--- Input ---

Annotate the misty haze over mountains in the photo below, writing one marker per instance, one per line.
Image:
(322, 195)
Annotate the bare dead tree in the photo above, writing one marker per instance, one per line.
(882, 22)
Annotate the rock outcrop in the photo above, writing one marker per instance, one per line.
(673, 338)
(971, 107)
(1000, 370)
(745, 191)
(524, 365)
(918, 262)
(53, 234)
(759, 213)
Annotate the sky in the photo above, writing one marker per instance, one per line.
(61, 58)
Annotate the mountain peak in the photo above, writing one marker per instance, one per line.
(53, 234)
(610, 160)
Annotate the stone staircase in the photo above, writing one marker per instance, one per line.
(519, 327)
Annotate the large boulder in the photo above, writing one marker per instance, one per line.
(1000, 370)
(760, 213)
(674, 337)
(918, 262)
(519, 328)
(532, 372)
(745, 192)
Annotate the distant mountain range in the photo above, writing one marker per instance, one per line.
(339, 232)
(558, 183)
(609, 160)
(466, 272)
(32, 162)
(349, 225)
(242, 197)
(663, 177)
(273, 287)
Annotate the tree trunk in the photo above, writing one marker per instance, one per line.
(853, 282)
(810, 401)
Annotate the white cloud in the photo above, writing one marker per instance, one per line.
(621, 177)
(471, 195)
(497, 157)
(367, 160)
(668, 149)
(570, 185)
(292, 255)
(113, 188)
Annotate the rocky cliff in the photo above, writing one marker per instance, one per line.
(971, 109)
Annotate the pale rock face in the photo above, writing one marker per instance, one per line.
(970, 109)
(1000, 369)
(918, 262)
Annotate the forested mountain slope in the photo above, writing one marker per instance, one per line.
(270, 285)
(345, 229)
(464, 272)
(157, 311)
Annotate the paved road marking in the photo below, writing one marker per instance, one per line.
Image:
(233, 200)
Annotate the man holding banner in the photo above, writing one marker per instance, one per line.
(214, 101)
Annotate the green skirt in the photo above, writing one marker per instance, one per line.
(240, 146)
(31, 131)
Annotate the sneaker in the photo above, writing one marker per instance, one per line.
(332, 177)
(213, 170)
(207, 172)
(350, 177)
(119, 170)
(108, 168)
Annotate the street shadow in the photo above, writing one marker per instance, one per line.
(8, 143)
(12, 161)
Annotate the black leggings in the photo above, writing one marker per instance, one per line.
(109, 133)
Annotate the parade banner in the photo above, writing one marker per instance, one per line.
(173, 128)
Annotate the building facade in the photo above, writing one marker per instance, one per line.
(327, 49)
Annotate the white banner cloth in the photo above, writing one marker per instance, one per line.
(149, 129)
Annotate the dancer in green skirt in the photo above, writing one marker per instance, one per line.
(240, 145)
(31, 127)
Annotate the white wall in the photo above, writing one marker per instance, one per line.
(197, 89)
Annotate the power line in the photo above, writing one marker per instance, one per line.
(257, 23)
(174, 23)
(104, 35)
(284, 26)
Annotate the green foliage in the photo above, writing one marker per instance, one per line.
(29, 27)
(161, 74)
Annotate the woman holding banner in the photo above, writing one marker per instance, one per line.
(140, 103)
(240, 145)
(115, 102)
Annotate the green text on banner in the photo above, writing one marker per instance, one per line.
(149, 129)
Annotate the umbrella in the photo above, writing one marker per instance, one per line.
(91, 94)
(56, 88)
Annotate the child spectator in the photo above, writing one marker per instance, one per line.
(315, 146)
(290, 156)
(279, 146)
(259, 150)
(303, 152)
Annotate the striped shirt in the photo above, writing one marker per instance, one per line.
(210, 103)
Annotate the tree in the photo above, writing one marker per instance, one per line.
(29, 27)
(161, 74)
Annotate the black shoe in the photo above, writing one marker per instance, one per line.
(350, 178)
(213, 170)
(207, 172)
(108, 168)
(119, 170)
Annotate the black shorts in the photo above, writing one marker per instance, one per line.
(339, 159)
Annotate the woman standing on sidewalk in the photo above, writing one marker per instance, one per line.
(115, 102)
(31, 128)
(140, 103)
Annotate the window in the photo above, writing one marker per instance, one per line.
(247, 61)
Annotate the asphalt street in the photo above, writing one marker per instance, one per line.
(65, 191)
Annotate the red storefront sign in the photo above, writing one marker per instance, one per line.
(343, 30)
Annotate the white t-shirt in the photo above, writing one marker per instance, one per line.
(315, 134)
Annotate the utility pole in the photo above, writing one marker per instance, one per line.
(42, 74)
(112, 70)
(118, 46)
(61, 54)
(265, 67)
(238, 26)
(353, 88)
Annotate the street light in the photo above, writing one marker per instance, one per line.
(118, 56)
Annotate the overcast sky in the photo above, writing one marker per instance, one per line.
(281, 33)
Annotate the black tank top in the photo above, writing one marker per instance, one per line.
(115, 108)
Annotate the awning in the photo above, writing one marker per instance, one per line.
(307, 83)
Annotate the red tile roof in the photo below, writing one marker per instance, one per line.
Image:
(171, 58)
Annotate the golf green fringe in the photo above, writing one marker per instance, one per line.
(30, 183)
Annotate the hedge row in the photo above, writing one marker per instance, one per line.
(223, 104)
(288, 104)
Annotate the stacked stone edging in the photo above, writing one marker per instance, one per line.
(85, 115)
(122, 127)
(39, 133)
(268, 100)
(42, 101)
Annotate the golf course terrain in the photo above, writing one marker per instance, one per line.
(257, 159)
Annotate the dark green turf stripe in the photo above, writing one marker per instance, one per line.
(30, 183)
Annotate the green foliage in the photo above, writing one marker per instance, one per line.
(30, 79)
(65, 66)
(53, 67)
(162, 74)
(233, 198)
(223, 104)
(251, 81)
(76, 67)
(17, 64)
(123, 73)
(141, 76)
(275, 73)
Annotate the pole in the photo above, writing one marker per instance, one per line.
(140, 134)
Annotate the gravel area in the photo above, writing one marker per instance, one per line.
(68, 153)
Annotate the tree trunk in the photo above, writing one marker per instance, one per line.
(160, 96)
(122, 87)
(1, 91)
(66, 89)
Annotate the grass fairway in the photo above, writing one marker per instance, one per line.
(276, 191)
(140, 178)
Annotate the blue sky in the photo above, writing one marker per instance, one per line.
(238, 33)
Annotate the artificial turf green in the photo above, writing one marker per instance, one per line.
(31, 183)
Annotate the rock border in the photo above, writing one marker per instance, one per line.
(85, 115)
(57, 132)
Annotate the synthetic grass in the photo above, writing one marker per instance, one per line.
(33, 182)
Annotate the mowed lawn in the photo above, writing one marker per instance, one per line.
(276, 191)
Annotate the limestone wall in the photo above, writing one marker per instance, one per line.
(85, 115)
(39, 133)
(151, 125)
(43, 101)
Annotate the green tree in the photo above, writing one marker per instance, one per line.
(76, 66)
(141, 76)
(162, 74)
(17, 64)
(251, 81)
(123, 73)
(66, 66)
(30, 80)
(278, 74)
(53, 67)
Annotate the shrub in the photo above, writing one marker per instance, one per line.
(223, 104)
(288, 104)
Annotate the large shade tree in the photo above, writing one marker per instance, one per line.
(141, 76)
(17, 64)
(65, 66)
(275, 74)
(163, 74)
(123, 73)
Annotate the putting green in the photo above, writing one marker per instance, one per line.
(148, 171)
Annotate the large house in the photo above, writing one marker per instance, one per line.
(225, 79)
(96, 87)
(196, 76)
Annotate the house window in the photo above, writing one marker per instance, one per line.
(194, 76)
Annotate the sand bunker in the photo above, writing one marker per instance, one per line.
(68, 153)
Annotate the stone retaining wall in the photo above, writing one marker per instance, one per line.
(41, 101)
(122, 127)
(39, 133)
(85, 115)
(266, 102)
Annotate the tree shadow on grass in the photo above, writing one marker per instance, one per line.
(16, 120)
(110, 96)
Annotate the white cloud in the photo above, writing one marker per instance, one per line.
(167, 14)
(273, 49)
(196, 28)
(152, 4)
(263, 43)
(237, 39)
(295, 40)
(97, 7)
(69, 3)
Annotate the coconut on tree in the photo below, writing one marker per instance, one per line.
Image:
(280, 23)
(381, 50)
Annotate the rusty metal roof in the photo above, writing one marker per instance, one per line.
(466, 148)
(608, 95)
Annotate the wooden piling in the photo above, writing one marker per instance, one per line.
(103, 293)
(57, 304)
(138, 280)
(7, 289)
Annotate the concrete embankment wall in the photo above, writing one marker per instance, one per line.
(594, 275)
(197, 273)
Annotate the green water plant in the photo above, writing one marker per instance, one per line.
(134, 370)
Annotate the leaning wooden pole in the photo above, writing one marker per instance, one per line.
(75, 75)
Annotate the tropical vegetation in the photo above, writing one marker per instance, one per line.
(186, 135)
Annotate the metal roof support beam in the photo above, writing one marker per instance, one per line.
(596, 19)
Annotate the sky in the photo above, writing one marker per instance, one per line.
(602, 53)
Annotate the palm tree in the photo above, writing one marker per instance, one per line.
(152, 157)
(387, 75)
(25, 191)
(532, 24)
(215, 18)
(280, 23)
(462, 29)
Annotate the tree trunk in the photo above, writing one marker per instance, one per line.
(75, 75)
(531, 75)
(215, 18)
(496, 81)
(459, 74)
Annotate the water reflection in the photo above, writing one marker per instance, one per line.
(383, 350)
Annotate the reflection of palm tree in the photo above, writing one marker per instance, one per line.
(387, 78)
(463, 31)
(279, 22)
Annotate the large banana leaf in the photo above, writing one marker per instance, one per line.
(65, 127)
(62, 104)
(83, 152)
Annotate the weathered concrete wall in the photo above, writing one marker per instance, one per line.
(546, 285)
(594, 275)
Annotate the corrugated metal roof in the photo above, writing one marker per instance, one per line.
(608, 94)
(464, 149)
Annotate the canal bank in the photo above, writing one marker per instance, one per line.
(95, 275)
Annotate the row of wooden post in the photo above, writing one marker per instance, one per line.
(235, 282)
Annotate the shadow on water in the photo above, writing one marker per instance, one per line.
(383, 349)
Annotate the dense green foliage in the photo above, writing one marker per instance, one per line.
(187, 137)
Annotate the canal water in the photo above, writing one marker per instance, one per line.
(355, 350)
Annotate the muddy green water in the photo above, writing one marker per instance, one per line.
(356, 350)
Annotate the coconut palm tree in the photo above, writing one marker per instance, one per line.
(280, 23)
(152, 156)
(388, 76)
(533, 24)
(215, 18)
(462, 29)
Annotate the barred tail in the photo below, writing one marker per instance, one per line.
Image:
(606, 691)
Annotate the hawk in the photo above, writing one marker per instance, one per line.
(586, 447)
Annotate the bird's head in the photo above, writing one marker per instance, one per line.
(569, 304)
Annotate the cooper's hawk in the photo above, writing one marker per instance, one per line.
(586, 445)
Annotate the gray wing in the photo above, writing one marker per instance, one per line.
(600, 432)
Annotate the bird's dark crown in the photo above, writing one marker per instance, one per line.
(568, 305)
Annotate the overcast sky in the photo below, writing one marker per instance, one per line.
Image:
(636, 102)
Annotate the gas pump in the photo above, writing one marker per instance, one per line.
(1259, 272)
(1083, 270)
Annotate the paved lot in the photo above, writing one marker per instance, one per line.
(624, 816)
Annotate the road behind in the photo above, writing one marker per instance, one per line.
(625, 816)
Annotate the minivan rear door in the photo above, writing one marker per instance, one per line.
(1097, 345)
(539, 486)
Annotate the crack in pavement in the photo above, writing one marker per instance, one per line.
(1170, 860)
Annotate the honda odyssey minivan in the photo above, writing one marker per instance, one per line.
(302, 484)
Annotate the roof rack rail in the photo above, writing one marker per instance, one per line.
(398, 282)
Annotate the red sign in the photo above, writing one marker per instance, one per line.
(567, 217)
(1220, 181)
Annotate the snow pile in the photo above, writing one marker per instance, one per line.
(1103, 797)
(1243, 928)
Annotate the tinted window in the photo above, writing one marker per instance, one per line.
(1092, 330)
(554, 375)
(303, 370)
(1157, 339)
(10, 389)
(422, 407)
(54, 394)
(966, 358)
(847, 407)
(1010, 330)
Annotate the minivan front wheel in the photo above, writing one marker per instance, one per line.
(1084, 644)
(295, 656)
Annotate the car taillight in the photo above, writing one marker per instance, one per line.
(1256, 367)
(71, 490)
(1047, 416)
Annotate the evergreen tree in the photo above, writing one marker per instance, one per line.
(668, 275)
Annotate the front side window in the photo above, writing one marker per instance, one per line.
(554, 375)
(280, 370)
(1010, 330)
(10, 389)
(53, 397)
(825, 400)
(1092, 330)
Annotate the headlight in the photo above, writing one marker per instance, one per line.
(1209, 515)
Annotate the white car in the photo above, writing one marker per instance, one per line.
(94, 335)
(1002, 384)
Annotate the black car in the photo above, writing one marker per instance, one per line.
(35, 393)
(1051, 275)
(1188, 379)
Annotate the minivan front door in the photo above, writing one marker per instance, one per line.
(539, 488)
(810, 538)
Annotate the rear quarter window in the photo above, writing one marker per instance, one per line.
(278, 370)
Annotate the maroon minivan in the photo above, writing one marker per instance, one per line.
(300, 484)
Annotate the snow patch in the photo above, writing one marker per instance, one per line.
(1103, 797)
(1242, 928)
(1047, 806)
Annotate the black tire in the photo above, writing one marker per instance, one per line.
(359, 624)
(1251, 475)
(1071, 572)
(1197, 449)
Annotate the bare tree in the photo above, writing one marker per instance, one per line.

---

Report every line containing the string "below" in the material.

Annotate the misty haze over mountains in the photo below, writing one marker per instance, one per line.
Annotate the paved road marking in the photo below, writing one marker per instance, one per line.
Annotate the red tile roof in the photo below, writing one marker per instance, one per line.
Annotate the coconut on tree in the photo below, writing one marker per instance, one per line.
Annotate the barred tail in the photo below, writing one marker per instance, one per line.
Annotate the overcast sky in the photo below, writing one marker per instance, one per line.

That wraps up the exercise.